**Aim of the exercise:** Please write out all the records below again, requests included, adding -25 to every coordinate in the answer boxes. Leave the pictures out.

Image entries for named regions
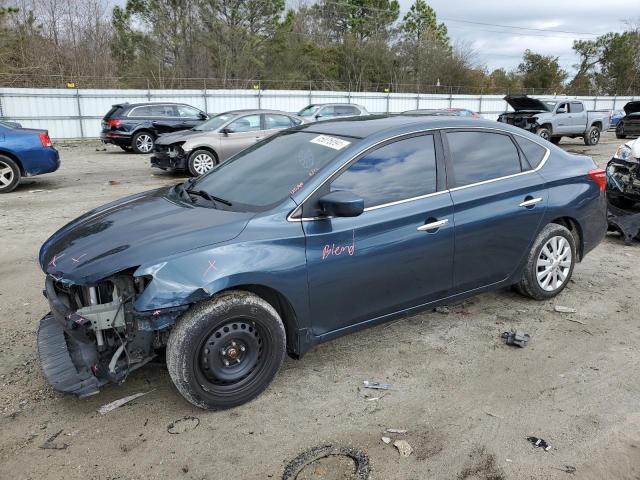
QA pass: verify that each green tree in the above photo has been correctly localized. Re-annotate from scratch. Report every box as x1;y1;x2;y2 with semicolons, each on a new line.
518;49;567;92
401;0;449;46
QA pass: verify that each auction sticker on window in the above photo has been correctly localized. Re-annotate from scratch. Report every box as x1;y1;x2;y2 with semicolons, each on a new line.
311;135;351;150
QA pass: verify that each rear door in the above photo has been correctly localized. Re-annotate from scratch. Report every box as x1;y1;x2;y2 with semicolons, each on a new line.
219;113;264;161
303;133;453;335
445;130;548;293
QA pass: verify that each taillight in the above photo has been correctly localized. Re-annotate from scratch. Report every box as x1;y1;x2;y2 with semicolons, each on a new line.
589;168;607;192
38;132;51;148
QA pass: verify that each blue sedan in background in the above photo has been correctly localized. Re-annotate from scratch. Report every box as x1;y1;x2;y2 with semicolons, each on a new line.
0;122;60;193
38;115;607;409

**Result of this task:**
QA pass: verify that each green tree in the above photo has been correctly localized. Re-annotate from scratch. Report every box as x1;y1;x2;y2 with semicolons, each on a new line.
493;24;542;67
376;-25;424;21
QA pass: verify that each auction sticker on window in the above photo has been correctly localized. Re-annotate from scratch. Report every box as x1;y1;x2;y2 with semicolons, each on a new line.
286;110;326;125
QA pass: verify that each rear door in the above photo has been correctly localized. Re-annotate from scratch. Report every box as x1;y1;x2;y2 with semicolons, each on a new line.
194;88;239;136
278;108;428;310
420;105;523;268
QA pass: verify that each taillight in the above photo has been correctly localized. Re-annotate from scratch. Report every box as x1;y1;x2;y2 with semicolons, each on a new line.
564;143;582;167
13;107;26;123
QA pass: verify that each blue sedan in background in the above photo has been correctly localized. Re-annotate from scratch. Report every box as x1;y1;x2;y2 with semicolons, each on a new line.
-25;97;35;168
13;90;582;384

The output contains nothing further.